### OBJECTIVE
Reproduce the listing below, replacing each occurrence of "one space apart" with "a single space between them" and changing nothing else.

** Start **

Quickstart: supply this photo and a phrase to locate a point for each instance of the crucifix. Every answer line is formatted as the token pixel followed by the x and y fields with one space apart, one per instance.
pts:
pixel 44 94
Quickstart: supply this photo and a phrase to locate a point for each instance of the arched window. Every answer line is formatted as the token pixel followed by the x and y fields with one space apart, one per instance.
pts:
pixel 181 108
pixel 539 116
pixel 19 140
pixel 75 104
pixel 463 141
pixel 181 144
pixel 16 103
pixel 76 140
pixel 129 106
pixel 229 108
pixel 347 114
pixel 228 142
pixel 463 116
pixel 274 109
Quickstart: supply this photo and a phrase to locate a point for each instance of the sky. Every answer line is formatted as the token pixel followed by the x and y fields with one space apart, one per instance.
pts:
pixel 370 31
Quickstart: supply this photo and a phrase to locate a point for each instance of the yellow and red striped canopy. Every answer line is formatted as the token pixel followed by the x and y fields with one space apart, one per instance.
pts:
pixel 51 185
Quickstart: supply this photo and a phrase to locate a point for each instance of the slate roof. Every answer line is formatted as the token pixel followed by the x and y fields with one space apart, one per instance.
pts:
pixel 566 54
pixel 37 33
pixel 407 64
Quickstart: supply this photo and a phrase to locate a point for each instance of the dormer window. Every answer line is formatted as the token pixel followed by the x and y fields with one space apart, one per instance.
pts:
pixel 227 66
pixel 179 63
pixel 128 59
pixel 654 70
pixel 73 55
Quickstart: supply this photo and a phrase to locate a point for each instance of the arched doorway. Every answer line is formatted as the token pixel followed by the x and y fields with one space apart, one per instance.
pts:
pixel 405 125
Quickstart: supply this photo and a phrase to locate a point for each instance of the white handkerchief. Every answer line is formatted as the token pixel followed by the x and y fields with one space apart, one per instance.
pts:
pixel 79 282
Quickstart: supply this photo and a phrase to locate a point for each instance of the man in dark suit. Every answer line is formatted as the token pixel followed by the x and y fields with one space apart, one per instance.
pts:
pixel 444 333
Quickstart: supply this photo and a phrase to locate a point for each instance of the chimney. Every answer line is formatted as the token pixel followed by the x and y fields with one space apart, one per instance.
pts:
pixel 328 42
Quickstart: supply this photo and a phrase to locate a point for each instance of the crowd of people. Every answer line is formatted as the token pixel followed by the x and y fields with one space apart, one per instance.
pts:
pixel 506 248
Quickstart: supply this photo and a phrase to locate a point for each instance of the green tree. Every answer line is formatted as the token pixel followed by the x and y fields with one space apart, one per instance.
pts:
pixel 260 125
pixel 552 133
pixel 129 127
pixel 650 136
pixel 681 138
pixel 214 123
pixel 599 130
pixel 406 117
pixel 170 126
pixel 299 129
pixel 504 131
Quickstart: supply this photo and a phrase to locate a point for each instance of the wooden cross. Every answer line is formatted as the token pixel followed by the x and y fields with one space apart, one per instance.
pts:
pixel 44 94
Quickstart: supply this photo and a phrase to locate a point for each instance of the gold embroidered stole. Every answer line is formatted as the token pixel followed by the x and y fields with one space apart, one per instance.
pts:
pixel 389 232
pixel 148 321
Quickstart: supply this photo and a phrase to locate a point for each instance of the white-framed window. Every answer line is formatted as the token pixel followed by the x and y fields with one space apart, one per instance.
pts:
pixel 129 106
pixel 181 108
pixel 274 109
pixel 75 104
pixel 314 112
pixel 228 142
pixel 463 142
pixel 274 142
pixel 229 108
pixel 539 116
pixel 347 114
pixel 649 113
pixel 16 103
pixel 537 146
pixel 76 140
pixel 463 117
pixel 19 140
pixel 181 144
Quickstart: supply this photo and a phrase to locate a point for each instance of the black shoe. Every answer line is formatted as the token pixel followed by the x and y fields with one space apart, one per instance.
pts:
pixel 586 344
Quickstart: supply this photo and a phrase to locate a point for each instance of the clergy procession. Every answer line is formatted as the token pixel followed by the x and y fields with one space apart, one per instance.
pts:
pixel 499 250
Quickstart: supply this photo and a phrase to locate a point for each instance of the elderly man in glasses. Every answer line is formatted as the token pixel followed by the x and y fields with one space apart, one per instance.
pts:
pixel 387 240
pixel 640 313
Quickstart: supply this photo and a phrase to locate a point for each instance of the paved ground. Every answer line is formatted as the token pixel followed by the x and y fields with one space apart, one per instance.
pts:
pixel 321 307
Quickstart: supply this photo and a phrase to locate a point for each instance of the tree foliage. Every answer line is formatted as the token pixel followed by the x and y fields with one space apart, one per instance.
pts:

** End **

### REPLY
Quickstart: supply this photo and a phrase to locate a point for each instance of the crucifix. Every answer line is formatted as the token pixel followed by the x and y fields with a single space between them, one per instance.
pts:
pixel 44 94
Quickstart: supply this photo and a phrase to locate a point for each instance of the arched window. Every answer line is formatted as the token pixel followed by the x and y fields with a single space between them, one per instance.
pts:
pixel 181 108
pixel 539 116
pixel 19 140
pixel 75 104
pixel 463 141
pixel 181 144
pixel 16 103
pixel 76 140
pixel 129 106
pixel 229 108
pixel 347 114
pixel 228 142
pixel 463 116
pixel 274 109
Quickstart: supply this photo and a phrase to locate a point for each instance of the sky. Every answer line is formatted as the token pixel followed by the x and y fields with a single space between them, one per instance.
pts:
pixel 370 31
Quickstart: supply this photo and a phrase to locate a point for each instance of the yellow and red striped canopy. Every answer line is formatted as the token pixel followed by the x and y fields with a single space between them, one per instance.
pts:
pixel 51 185
Quickstart: supply this photo and a phrase to locate a point for each instance of the slate roof. Every answer line is formatted as the token pixel followed by the x and y fields with a single space between them, one per instance.
pts:
pixel 566 54
pixel 37 33
pixel 407 64
Quickstart: supply this photo and a phrase to locate a point for each instance of the dormer window. Every answer line is formatted as the token pixel followed by the x and y fields with a single space between them, one per instance.
pts:
pixel 227 66
pixel 179 63
pixel 128 59
pixel 654 70
pixel 73 55
Quickstart: supply this photo and a phrase to locate a point for each instance of the arched doorway. Every answer line is formatted as the token pixel followed by the x and y fields with a single space between them, one per instance.
pts:
pixel 405 125
Quickstart: supply this photo and a phrase to locate a point for each instance of the white handkerchief. Every answer line is formatted as the token pixel followed by the x and y fields with a single space between them, one per instance.
pts:
pixel 79 282
Quickstart: supply this photo and a phrase to locate a point for each instance of the man in dark suit. Every answer line is formatted as the token pixel followed by the x and y fields with a single space between them, one per instance.
pts:
pixel 444 333
Quickstart: supply this photo and a phrase to locate a point for each instance of the chimney. Every answer line is formatted as the token pixel followed by the x and y fields with a single space between them, one per instance.
pts:
pixel 328 42
Quickstart: supply this photo and a phrase to locate a point for each instance of the crowd of people. Every answer line is formatted as the token pixel followed by the x and y fields with a single space between them, one per instance.
pts:
pixel 506 248
Quickstart: supply this photo and a phrase to locate a point for each instance of the green tree. Every answer line is formatted as the token pixel followed by the x and y fields with a single space between them, one per instance.
pts:
pixel 260 125
pixel 552 133
pixel 129 127
pixel 650 136
pixel 681 138
pixel 214 123
pixel 599 130
pixel 406 117
pixel 170 126
pixel 299 129
pixel 504 131
Quickstart: supply this photo and a phrase to locate a point for each instance of the wooden cross. Every answer line is formatted as the token pixel followed by the x and y fields with a single space between them, one per instance.
pts:
pixel 44 94
Quickstart: supply this photo and a phrase to locate a point for each instance of the gold embroidered stole. Every answer line is formatted as the token pixel followed by the x and y fields with a single space between them, one per instance.
pts:
pixel 389 232
pixel 148 321
Quickstart: supply this photo and a phrase to locate a point for each instance of the white-framed window. Every answer line is formatted as the token pixel followed by the x and y fields with a single space between them, one per instance.
pts:
pixel 129 106
pixel 181 108
pixel 274 109
pixel 75 104
pixel 314 112
pixel 228 142
pixel 463 142
pixel 274 142
pixel 229 108
pixel 539 116
pixel 347 114
pixel 649 113
pixel 16 103
pixel 537 146
pixel 76 140
pixel 463 117
pixel 19 140
pixel 181 144
Quickstart: supply this photo and a phrase to locate a point for each instance of the black shoe. Every answer line is formatted as the token pixel followed by the x and y fields with a single space between them, one per instance.
pts:
pixel 586 344
Quickstart: supply this photo and a phrase to locate a point for each instance of the clergy procession. Every answer line is formatted as the token pixel followed by the x and y fields with a single space between them, one per instance.
pts:
pixel 499 250
Quickstart: supply this photo and a phrase to locate a point for each instance of the elderly man in glasses. Every answer line is formatted as the token pixel followed by the x and y fields with a single space between them, one per instance.
pts:
pixel 387 240
pixel 640 313
Quickstart: supply this photo and a phrase to locate a point for each instance of the paved ground. Every answer line is formatted as the token pixel followed by the x and y fields with a single space between them, one per instance.
pts:
pixel 321 307
Quickstart: supply this photo and a phrase to locate a point for each instance of the tree foliage. Every answer line is formatted as the token pixel followed by the x and y fields with a single space between them, one per instance.
pts:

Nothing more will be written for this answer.